» **Your task**:
Reproduce each record below in full, word for word, without images.
---------- Data for analysis ----------
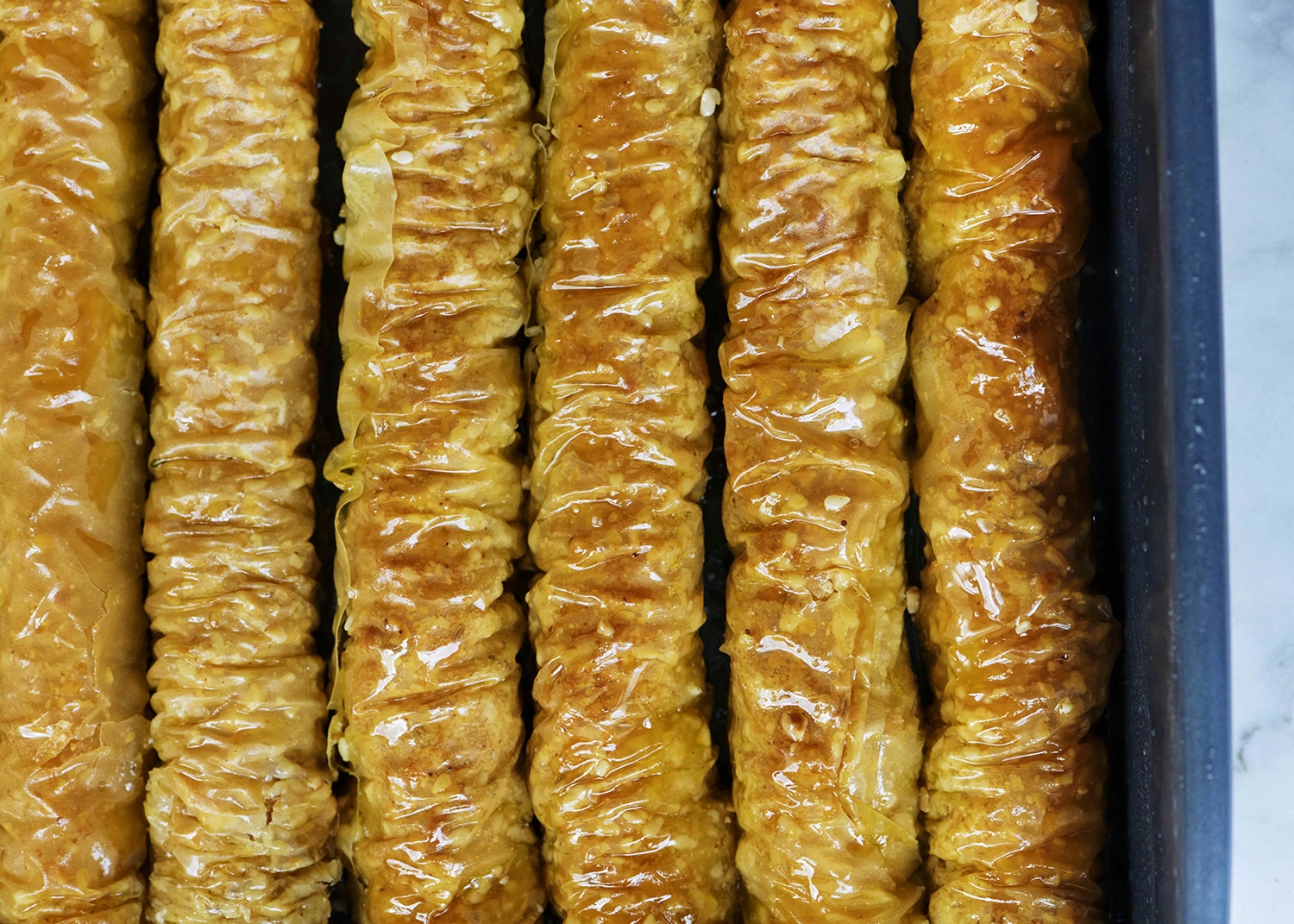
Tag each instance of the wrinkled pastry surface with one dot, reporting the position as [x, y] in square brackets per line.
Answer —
[75, 162]
[825, 732]
[621, 758]
[241, 810]
[439, 180]
[1020, 650]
----------
» **Worked solution**:
Tag each instance of the wrinkled pastry surface with one dot, reporting the position as [x, y] in square brackets per line.
Answer —
[75, 162]
[825, 732]
[621, 758]
[241, 810]
[439, 180]
[1020, 650]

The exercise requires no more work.